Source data
[BEGIN]
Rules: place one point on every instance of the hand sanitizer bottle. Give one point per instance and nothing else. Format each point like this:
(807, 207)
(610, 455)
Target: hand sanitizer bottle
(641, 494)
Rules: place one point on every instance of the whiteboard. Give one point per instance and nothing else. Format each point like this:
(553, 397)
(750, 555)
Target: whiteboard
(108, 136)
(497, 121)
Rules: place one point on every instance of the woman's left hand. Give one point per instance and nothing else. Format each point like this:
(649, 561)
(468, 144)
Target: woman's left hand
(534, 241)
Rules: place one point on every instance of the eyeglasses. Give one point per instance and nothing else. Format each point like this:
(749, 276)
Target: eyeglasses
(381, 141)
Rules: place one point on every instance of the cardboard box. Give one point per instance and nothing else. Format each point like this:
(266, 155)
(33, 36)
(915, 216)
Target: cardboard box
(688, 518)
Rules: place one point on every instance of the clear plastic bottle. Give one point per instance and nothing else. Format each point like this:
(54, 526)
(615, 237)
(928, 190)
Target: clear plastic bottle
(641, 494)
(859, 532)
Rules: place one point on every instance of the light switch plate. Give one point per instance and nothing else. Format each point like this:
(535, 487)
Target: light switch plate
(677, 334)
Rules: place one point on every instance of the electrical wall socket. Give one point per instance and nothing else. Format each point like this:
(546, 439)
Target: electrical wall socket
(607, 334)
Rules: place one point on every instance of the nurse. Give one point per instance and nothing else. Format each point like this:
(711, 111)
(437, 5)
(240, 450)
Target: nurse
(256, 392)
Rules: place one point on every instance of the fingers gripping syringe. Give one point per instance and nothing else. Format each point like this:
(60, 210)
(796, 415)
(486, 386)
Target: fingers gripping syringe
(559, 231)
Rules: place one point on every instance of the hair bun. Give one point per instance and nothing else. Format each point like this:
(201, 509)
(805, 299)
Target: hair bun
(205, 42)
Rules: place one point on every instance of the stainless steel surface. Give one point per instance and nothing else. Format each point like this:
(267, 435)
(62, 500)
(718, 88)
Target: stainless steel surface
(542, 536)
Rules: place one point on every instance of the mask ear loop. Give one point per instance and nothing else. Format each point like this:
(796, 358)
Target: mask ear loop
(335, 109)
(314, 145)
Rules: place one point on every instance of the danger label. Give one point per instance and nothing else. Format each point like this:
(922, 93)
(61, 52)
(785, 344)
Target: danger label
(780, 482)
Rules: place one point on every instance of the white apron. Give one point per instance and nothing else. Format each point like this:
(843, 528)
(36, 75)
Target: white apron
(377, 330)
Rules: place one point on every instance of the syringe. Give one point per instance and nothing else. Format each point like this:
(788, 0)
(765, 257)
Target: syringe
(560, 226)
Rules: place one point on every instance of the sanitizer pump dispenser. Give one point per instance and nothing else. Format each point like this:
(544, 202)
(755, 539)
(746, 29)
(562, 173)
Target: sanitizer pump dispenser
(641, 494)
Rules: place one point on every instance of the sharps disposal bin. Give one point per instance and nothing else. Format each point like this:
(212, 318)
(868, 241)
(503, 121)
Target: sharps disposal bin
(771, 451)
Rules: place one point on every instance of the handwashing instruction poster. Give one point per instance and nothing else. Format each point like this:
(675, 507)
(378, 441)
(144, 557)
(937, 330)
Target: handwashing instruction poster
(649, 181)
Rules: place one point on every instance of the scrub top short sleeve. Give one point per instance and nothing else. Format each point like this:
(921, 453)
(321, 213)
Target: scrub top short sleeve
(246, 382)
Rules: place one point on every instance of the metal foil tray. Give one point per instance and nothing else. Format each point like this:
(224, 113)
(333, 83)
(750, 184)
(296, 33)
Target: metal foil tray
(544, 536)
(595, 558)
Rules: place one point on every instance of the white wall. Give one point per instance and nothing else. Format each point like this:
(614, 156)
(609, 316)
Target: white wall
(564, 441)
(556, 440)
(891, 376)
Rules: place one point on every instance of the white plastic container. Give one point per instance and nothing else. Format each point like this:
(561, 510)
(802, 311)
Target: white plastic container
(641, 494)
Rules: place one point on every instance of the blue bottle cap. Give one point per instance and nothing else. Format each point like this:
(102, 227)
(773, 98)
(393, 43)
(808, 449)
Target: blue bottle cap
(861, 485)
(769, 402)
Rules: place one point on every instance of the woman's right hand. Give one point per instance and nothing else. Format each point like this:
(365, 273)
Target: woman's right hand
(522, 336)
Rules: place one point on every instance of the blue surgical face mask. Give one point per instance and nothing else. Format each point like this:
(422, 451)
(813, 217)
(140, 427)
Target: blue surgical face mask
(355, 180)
[END]
- WHAT NEEDS TO BE DONE: Produce an exact copy of the whole listing.

- OUTPUT:
Rules: place one point on every instance of the hand sanitizer bottle. Give one point per instance and nothing else. Format each point like this:
(807, 207)
(610, 455)
Target: hand sanitizer bottle
(641, 494)
Rules: place one point on every instance of the whiteboard. Give one point per instance and nothing else. Format each point like this:
(553, 397)
(750, 555)
Target: whiteboard
(108, 136)
(497, 121)
Rules: place one point on every instance of the woman's left hand. Give one point per instance and nothing else. Format each point like this:
(649, 561)
(468, 144)
Target: woman's left hand
(534, 241)
Rules: place one point on every instance of the eyeglasses. Give one point per instance and nothing else. Format each point like this:
(749, 276)
Target: eyeglasses
(381, 141)
Rules: place one point on every instance of the cardboard box. Give one point per instance and nothing else. Format each point like this:
(266, 155)
(33, 36)
(915, 216)
Target: cardboard box
(688, 518)
Rules: place one point on every instance of the clear plastic bottle. Give one point per instance and nothing else. Format each point like this:
(54, 526)
(615, 237)
(928, 190)
Target: clear plastic bottle
(641, 494)
(859, 532)
Rules: place one point on every instance of the light switch plate. Give one point per instance and nothing else. Format each point like this:
(535, 487)
Target: light switch plate
(677, 334)
Rules: place one point on every instance of the electrical wall socket. Give one point per instance and nothing else. Format each point like this:
(546, 439)
Target: electrical wall socket
(607, 334)
Rules: place one point on every instance of the nurse. Give one point per instance and nothing else. Format each point like this:
(711, 111)
(437, 5)
(240, 450)
Target: nurse
(256, 392)
Rules: place one point on every instance of the fingers gripping syringe. Give one point per instance and nothing else. Format each point like this:
(60, 210)
(796, 415)
(486, 386)
Target: fingers gripping syringe
(559, 231)
Rules: place one point on every instance of the hair bun. Give one point per instance and nothing else. Format each point like this:
(201, 509)
(805, 299)
Target: hair bun
(205, 42)
Rules: place one point on every instance of the stainless steel surface. Give one point per instance and nothing else. Format each point like this:
(267, 435)
(62, 500)
(718, 88)
Target: stainless steel surface
(542, 536)
Rules: place one point on every instance of the mask ear loop. Give one point per instance and nothing else. Format each point like this:
(796, 358)
Target: mask ear loop
(335, 109)
(314, 145)
Rules: place one point on every instance of the danger label. Give one point per instance and nothing else. Format each point like this:
(922, 93)
(61, 52)
(785, 344)
Target: danger label
(780, 482)
Rules: place one point on every instance of the white apron. Give one point per instance and nothing else. Format each point like this:
(843, 528)
(36, 75)
Target: white apron
(377, 330)
Rules: place one point on every instance of the syringe. Give one point per instance and nothing else. Format each point like this:
(788, 0)
(765, 257)
Target: syringe
(560, 226)
Rules: place one point on every instance of the sanitizer pump dispenser. Give one point per instance and nothing else. Format each point like this:
(544, 202)
(755, 539)
(746, 29)
(562, 173)
Target: sanitizer pump dispenser
(641, 494)
Rules: place one point on every instance of the sharps disposal bin. Give one point per instance and nothing else. Format each point like this:
(212, 318)
(868, 241)
(503, 121)
Target: sharps disposal bin
(771, 451)
Rules: place one point on every instance of the handwashing instruction poster. Give one point per instance and nothing else. Format each point like this:
(675, 507)
(378, 441)
(144, 557)
(937, 330)
Target: handwashing instruction poster
(649, 181)
Rules: place one point on every instance of the scrub top short sleeve. Give one point per instance and nothing else. Format each point like this:
(921, 453)
(321, 213)
Target: scrub top short sleeve
(246, 382)
Rules: place one point on every instance of the metal foil tray. Give one point per instance and nothing else. Format each point like this:
(224, 113)
(333, 83)
(750, 184)
(296, 33)
Target: metal foil tray
(544, 536)
(595, 558)
Rules: place one point on every instance of the white wall. Give one point per instance and nothing else. Format each point like this:
(614, 156)
(609, 316)
Target: white wall
(564, 441)
(556, 440)
(891, 376)
Rules: place one point on every instance of the white plastic container. Give one point per instance and nothing else. Format each point like this:
(561, 510)
(802, 311)
Target: white plastic container
(641, 494)
Rules: place one point on every instance of the blue bottle cap. Give one point per instance and nothing else. Format each point like this:
(102, 227)
(773, 98)
(393, 43)
(808, 449)
Target: blue bottle cap
(861, 485)
(769, 402)
Rules: place one point on every instance of the woman's right hand. Give one point per instance and nothing else. Format each point like this:
(365, 273)
Target: woman's right hand
(522, 336)
Rules: place one point on every instance of the blue surgical face mask. Give one point per instance and nothing else. Format each point like this:
(422, 451)
(813, 217)
(140, 427)
Target: blue surgical face mask
(355, 180)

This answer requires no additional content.